THE REQUEST:
Copy every one of the following rows verbatim, keeping each character the same.

AVAILABLE RECORDS:

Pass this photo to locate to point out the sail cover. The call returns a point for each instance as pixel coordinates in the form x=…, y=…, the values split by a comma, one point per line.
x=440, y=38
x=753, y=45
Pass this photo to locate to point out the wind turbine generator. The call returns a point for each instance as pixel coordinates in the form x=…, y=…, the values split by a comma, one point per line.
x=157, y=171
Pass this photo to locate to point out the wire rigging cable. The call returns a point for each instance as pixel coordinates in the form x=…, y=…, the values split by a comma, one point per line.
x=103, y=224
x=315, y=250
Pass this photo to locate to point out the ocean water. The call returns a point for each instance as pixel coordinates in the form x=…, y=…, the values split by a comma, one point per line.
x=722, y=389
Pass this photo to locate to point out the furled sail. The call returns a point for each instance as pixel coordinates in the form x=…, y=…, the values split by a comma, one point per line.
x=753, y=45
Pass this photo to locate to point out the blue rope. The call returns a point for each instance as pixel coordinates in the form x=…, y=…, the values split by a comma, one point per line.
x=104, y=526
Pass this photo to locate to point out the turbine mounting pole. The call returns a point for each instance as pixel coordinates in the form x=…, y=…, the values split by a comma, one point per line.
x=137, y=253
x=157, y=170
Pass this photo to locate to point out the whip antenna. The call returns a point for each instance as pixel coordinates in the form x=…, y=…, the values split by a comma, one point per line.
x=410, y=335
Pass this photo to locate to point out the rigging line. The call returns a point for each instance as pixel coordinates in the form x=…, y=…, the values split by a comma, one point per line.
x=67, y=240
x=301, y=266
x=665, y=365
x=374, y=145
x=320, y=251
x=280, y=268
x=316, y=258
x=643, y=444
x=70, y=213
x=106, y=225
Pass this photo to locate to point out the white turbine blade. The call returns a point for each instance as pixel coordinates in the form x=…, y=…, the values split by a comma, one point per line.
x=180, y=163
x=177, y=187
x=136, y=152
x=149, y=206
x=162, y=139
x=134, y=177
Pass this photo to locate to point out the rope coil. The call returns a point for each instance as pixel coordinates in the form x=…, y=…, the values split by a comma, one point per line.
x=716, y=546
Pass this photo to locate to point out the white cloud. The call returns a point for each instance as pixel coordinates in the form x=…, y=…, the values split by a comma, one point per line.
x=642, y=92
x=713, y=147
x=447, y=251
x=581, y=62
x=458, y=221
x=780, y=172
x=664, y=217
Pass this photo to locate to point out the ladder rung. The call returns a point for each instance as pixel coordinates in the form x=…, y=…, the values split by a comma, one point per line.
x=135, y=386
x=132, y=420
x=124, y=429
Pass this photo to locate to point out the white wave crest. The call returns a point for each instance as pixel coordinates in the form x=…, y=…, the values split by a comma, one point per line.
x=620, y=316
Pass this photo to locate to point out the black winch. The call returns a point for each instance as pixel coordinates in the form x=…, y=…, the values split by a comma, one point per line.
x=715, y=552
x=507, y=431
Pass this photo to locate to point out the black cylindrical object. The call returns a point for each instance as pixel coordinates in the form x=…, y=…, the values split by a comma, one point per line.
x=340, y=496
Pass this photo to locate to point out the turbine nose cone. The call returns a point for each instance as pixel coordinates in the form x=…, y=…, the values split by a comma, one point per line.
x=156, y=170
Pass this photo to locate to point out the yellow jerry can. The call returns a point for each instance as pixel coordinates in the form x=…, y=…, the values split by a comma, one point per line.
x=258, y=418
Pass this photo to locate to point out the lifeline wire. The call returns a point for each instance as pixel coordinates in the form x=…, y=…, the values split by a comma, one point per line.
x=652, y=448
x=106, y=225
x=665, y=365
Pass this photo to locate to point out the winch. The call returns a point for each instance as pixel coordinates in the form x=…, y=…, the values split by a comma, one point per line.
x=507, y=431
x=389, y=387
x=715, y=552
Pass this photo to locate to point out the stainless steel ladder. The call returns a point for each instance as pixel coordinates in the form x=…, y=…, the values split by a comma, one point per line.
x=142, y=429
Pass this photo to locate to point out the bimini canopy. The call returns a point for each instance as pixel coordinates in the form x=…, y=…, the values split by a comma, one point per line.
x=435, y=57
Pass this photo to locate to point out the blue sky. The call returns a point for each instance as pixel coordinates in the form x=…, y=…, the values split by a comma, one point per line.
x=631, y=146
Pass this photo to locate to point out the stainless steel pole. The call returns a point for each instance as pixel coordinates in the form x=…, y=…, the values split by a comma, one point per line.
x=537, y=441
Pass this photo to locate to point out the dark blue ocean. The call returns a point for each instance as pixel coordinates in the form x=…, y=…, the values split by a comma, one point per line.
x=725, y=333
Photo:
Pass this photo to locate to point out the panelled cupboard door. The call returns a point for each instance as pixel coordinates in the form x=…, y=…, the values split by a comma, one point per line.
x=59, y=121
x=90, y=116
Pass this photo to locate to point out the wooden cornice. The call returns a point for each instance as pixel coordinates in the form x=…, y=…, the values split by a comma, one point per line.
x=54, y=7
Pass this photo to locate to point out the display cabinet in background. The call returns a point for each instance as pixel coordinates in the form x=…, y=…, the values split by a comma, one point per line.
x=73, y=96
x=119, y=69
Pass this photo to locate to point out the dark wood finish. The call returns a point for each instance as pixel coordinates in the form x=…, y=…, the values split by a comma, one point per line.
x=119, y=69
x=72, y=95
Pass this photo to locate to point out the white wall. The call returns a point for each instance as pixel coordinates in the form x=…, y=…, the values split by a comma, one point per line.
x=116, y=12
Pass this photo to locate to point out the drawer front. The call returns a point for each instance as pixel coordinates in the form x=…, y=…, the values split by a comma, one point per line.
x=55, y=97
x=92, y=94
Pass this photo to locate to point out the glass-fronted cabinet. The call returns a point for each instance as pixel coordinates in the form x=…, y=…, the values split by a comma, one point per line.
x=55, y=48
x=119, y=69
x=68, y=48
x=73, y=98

TASK RESULT:
Pass this photo to locate to point out the sail cover. The call returns a point for each instance as pixel coordinates in the form x=…, y=…, the values split by a comma, one point per line.
x=440, y=38
x=753, y=45
Pass this photo to locate to point out the wind turbine generator. The call returns a point for each instance as pixel coordinates in the form x=…, y=…, the values split by a comma, one point per line.
x=157, y=171
Pass this photo to locate to point out the wire rigging cable. The call returns a point for each instance as pixel coordinates in the form x=…, y=…, the values split by a comma, one point per line.
x=103, y=224
x=315, y=250
Pass this photo to locate to point out the ocean water. The call returns a point for each instance as pixel coordinates in the form x=…, y=…, the values split by a comma, one point per line.
x=722, y=389
Pass this photo to locate to point out the furled sail. The call returns a point for each instance as pixel coordinates in the form x=…, y=…, the values split by a comma, one point per line.
x=753, y=45
Pass this photo to locate to point out the blue rope. The call returns a point for each instance as pixel coordinates in the form x=…, y=…, the values split by a comma, one point per line.
x=104, y=526
Pass this photo to locate to point out the turbine mounting pole. The call returns a point for each instance as pixel coordinates in the form x=…, y=…, the values split by a comma, one point per line.
x=137, y=253
x=157, y=170
Pass this photo to locate to point out the whip antenna. The call returns a point for each instance as pixel coordinates in the form x=…, y=…, the values split by a comma, one point per line.
x=410, y=335
Pass this photo to locate to point out the rigging line. The call returns a point for each instance as pixel coordinates in the form x=…, y=…, the values split by a comma, one point per line.
x=67, y=240
x=301, y=266
x=665, y=365
x=374, y=145
x=320, y=251
x=280, y=268
x=316, y=258
x=643, y=444
x=70, y=213
x=106, y=225
Pass this photo to locate to point out the white turbine blade. The call returns a point for each instance as pixel coordinates in the form x=…, y=…, the values split by a comma, one point per line.
x=180, y=163
x=177, y=187
x=136, y=152
x=149, y=206
x=162, y=139
x=134, y=177
Pass this photo to locate to point out the rope coil. The call returns a point for each instance as pixel coordinates in the form x=…, y=…, the values split by a comma, one point per line.
x=716, y=546
Pass this photo to locate to point out the white cloud. The call returns a point for each instance as pixel coordinates in the form x=…, y=…, the values split by a comma, one point per line.
x=642, y=92
x=713, y=147
x=447, y=251
x=581, y=62
x=458, y=221
x=780, y=172
x=664, y=217
Pass this photo to locate to point out the ladder rung. The call returns a point for each instance as pixel coordinates in the form x=…, y=…, the values split by a comma, one point per line.
x=135, y=386
x=132, y=420
x=124, y=429
Pass this photo to locate to point out the white wave crest. The call returns a point for each instance as pixel coordinates in the form x=…, y=…, the values split by a comma, one point per line.
x=620, y=316
Pass this photo to locate to point out the black winch. The call returns a point for each instance as pixel coordinates in the form x=…, y=…, the values split by a comma, one point per line.
x=715, y=552
x=507, y=431
Pass this photo to locate to point out the black cylindrical object. The call returns a point for each instance as pixel coordinates in the form x=…, y=…, the values split by a comma, one point per line.
x=340, y=496
Pass this photo to locate to point out the turbine nose cone. The call returns a point for each instance as pixel coordinates in the form x=…, y=…, the values split by a comma, one point per line.
x=156, y=170
Pass this photo to locate to point out the yellow jerry can. The call returns a point for each instance as pixel coordinates in the form x=…, y=…, the values split by a comma, one point per line.
x=258, y=418
Pass this photo to locate to point out the lifeline wire. The call returns a point for each instance as pixel coordinates in the form x=…, y=…, the values split by a comma, one point per line.
x=652, y=448
x=106, y=225
x=665, y=365
Pass this photo to locate to point out the winch. The call returns a point for each instance as pixel coordinates in the form x=…, y=…, the values split by a comma, one point per line.
x=507, y=431
x=389, y=387
x=715, y=552
Pass this photo to locate to point out the stainless steel ladder. The call returns a point for each instance as pixel coordinates in the form x=…, y=…, the values split by a comma, one point per line.
x=142, y=429
Pass this photo to locate to point out the bimini canopy. The call returns a point for each instance as pixel coordinates in the form x=…, y=…, the values split by a comma, one point per line.
x=435, y=57
Pass this photo to locate to point out the blue sky. The call returns a point for each instance as pixel coordinates in the form x=…, y=…, the values split by a comma, one point per line.
x=631, y=146
Pass this photo to locate to point out the stainless steel pole. The call returns a point for each instance as pixel coordinates in the form x=…, y=…, the values split by a comma, one point per line.
x=537, y=441
Pass this photo to locate to point out the dark blue ocean. The call returns a point for each instance as pixel coordinates in the form x=…, y=…, the values split by a comma, one point per line.
x=725, y=333
Photo:
Pass this photo to locate to point out the panelled cupboard door. The call returns a point for each instance as pixel coordinates in the form x=…, y=…, the values split by a comma, one point per line.
x=59, y=121
x=90, y=116
Pass this photo to locate to point out the wooden cornice. The call returns a point for each instance as pixel coordinates in the form x=…, y=…, the values split by a comma, one point per line.
x=54, y=7
Pass this photo to locate to point out the display cabinet in background. The call returns a point for each instance as pixel coordinates in the form x=…, y=…, the values split by a comma, one point per line.
x=73, y=96
x=119, y=69
Pass this photo to locate to point out the dark wood finish. The call returns a point for each instance as pixel coordinates in the form x=…, y=…, the values split by a comma, one point per line.
x=119, y=69
x=72, y=95
Pass this photo to locate to point out the white wall. The call returns a point for each instance as pixel coordinates in the form x=…, y=…, the values split by a comma, one point per line.
x=116, y=12
Pass this photo to locate to point out the drawer front. The call returns a point for each instance as pixel coordinates in the form x=…, y=…, the values split by a comma, one point per line.
x=55, y=97
x=92, y=94
Pass this photo to locate to point out the glass-fronted cabinet. The call returns a point for each instance as pixel coordinates in the form x=…, y=…, the values split by a comma, one point per line.
x=55, y=48
x=119, y=69
x=68, y=48
x=73, y=98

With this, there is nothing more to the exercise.